## Brief
The records below must be output exactly, with no images carried over.

===== Exercise input =====

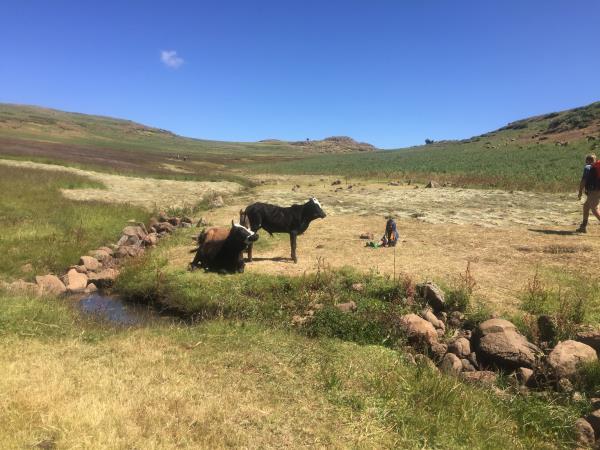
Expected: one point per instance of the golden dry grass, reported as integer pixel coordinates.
(147, 192)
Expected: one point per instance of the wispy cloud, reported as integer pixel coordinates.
(170, 59)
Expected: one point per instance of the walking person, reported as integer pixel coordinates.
(590, 183)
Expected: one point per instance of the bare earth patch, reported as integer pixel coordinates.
(505, 236)
(147, 192)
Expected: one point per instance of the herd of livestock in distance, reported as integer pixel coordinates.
(221, 249)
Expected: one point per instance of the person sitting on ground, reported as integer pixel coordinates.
(390, 237)
(590, 183)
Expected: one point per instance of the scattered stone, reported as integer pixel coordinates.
(584, 433)
(174, 221)
(485, 377)
(164, 227)
(152, 238)
(418, 330)
(456, 319)
(216, 202)
(104, 278)
(451, 364)
(136, 230)
(50, 284)
(438, 350)
(565, 385)
(524, 375)
(90, 263)
(568, 355)
(461, 347)
(467, 366)
(502, 345)
(433, 295)
(433, 320)
(424, 361)
(591, 338)
(102, 255)
(346, 307)
(79, 268)
(358, 287)
(75, 281)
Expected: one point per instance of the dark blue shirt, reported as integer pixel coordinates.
(589, 182)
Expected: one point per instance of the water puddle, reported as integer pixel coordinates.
(115, 310)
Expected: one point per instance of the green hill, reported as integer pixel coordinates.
(106, 143)
(541, 153)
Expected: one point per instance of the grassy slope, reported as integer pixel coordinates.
(523, 155)
(42, 228)
(231, 384)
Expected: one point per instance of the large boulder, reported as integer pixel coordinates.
(50, 284)
(484, 377)
(104, 278)
(134, 230)
(418, 330)
(433, 295)
(451, 364)
(590, 337)
(90, 263)
(75, 281)
(500, 344)
(568, 355)
(461, 347)
(433, 320)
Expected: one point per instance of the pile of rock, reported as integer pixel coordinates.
(99, 269)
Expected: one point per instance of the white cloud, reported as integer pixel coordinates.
(170, 59)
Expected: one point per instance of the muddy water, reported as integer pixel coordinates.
(114, 310)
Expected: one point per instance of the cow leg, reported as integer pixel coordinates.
(293, 237)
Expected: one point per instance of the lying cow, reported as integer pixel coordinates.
(293, 220)
(221, 249)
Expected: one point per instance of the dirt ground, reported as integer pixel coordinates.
(506, 237)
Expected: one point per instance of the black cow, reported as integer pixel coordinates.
(221, 250)
(293, 220)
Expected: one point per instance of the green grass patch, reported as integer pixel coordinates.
(42, 228)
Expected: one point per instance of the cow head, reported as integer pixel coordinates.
(241, 234)
(313, 210)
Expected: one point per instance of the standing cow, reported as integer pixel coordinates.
(293, 220)
(221, 249)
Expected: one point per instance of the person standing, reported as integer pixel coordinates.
(589, 184)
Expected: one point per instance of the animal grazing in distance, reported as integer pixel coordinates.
(293, 220)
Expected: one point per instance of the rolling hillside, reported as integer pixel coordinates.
(105, 143)
(541, 153)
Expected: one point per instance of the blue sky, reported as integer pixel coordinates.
(391, 73)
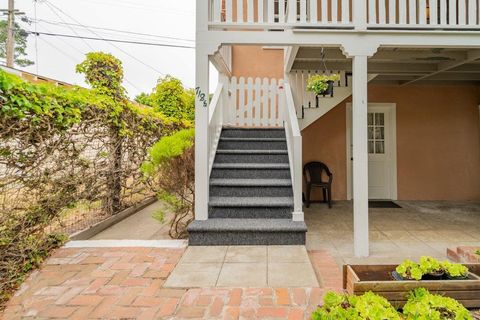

=====

## Reply to the task
Expected: one point per instance of the golden dry grass, reported as integer pixel coordinates.
(147, 192)
Expected: one point per instance of the wispy cloud, reported as integer pixel coordinates.
(170, 59)
Expected: one point per instance of the walking person, reported as integer pixel coordinates.
(590, 183)
Expected: one point per instance of the bare earth patch, reported as integer pixel coordinates.
(505, 236)
(147, 192)
Expected: one point per instance of the herd of livestock in distance, reported as integer pixel coordinates.
(221, 249)
Expected: one point per instance of the person sitting on ground, reported as integer pixel coordinates.
(390, 237)
(590, 183)
Expected: one point per instance of the scattered stone, reported as integer pixel coordinates.
(584, 433)
(174, 221)
(485, 377)
(164, 227)
(152, 238)
(418, 330)
(456, 319)
(216, 202)
(104, 278)
(451, 364)
(136, 230)
(50, 284)
(438, 350)
(565, 385)
(524, 375)
(90, 263)
(568, 355)
(461, 347)
(467, 366)
(502, 345)
(433, 295)
(433, 320)
(424, 361)
(591, 338)
(102, 255)
(346, 307)
(79, 268)
(358, 287)
(75, 281)
Expected: one point per instance of the dark blue shirt, reported as integer pixel coordinates.
(589, 182)
Expected: one point per instance of the water puddle, reported as integer pixel coordinates.
(115, 310)
Expected: one point per instance of the green hill, reported as integer pixel coordinates.
(106, 143)
(541, 153)
Expected: one point per instance of the grassy slope, reported as integer pixel coordinates.
(523, 155)
(42, 228)
(231, 384)
Expected: one point per instance of the large boulder, reported as integer pixel coordinates.
(50, 284)
(484, 377)
(104, 278)
(134, 230)
(418, 330)
(433, 295)
(451, 364)
(590, 337)
(90, 263)
(75, 281)
(500, 344)
(568, 355)
(461, 347)
(433, 320)
Expected: one point per instance of the pile of rock, reported as integer pixel coordinates.
(99, 269)
Expected: one point per instance of the white cloud, reported as integer pixel coordinates.
(170, 59)
Expected: one point per instance of the muddy water, reported as integer pixel coordinates.
(114, 310)
Expected: one point per instance of the cow leg, reported as integer pixel coordinates.
(293, 237)
Expected: one point per instance of the lying cow, reported as integer pixel coordinates.
(293, 220)
(221, 249)
Expected: one point per instance of the dirt ground, reported as integer pixel coordinates.
(506, 237)
Expected: one point per instance of the black cow, reported as integer pixel coordinates.
(221, 250)
(293, 220)
Expected: one point per instance of the green grass patch, reported as integer pixel coordinates.
(42, 228)
Expected: one point per instance of the cow head, reported as integer pixel coordinates.
(241, 234)
(313, 210)
Expected: one point per instance of the standing cow, reported as integer pixel coordinates.
(293, 220)
(221, 249)
Expected: one point per instance of the person standing, reported as integer pixel coordinates.
(589, 184)
Expected: one point per instance of the animal grazing in distance, reported as integer pixel coordinates.
(293, 220)
Expected: one point per instance of the rolling hillside, reported as integer pixel coordinates.
(105, 143)
(541, 153)
Expected: one point per instance of the blue sky, reported as integer pixel coordinates.
(391, 73)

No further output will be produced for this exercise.